Labeled-object pointing entries:
####
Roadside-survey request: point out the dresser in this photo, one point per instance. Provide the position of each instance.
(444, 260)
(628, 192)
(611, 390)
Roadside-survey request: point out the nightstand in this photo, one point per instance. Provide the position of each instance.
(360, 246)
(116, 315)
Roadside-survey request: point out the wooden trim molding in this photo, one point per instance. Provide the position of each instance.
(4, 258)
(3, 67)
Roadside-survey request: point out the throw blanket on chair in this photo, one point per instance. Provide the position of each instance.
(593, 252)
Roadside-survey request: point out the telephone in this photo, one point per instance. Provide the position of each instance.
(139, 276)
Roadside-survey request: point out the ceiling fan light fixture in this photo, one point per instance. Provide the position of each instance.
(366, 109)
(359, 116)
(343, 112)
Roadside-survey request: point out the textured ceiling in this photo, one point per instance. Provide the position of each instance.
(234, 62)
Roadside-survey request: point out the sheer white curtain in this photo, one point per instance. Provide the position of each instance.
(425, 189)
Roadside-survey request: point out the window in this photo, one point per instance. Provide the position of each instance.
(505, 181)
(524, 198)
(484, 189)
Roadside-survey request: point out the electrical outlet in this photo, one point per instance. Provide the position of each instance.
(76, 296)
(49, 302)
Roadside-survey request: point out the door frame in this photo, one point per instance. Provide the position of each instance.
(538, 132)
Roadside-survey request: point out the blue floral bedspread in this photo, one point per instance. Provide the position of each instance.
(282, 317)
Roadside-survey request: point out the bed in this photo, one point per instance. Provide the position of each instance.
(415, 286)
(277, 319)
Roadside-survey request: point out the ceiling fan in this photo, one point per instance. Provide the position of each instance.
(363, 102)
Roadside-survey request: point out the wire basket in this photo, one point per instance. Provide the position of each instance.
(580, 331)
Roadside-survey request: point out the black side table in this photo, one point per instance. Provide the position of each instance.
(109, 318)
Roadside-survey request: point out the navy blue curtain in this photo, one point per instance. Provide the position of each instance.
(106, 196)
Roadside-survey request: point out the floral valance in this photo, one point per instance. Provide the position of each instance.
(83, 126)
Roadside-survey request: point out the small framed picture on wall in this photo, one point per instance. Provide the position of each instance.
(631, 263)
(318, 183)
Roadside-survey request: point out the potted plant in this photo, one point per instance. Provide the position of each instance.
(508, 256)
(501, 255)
####
With the line containing "Roadside-survey request: point out the sheer" as the first and the last line of the records as the final one, print exactly the lines in that span.

Roadside-survey request: point out the sheer white curtain in this photo, one point per instance. Provide the position of each instance.
(425, 189)
Roadside-survey request: point out the window in this photo, one point per instance. Provide the position of each instance.
(505, 181)
(524, 198)
(484, 189)
Roadside-survey request: point out the electrical outlet in this photo, one point per instance. Provide the position of each instance.
(76, 296)
(49, 302)
Roadside-survey request: point out the door frame in this photo, one point per instance. Provide the position of each instance.
(538, 132)
Roadside-survey request: point out the blue floral bedspread in this photo, one point per instance. Provide the position of each instance.
(282, 317)
Roadside-survey request: point out the bed in this photo, one point per instance. Provide the position of each instance.
(415, 286)
(277, 319)
Roadside-survey request: point out the ceiling fan in this photo, one point per instance. Provide the position of each instance.
(363, 102)
Roadside-survey request: point out the wire basket in this photo, one point per instance. Provide the position of each instance.
(580, 331)
Roadside-survey request: point out the black side table in this photo, one point per instance. Provide the position of each instance.
(109, 318)
Roadside-survey request: point out the navy blue curtain in this photo, one point per instance. Provide the position of each instance.
(106, 196)
Roadside-survey request: point out the floral valance in this photo, one point per instance. Provide the position of each instance.
(83, 126)
Roadside-survey request: point out the small framed picture on wall in this photo, one point per instance. Provide the position of each instance.
(631, 263)
(318, 183)
Roadside-survey request: point out the potted plant in this photo, one point per instance. Provide the position of each instance.
(508, 256)
(501, 255)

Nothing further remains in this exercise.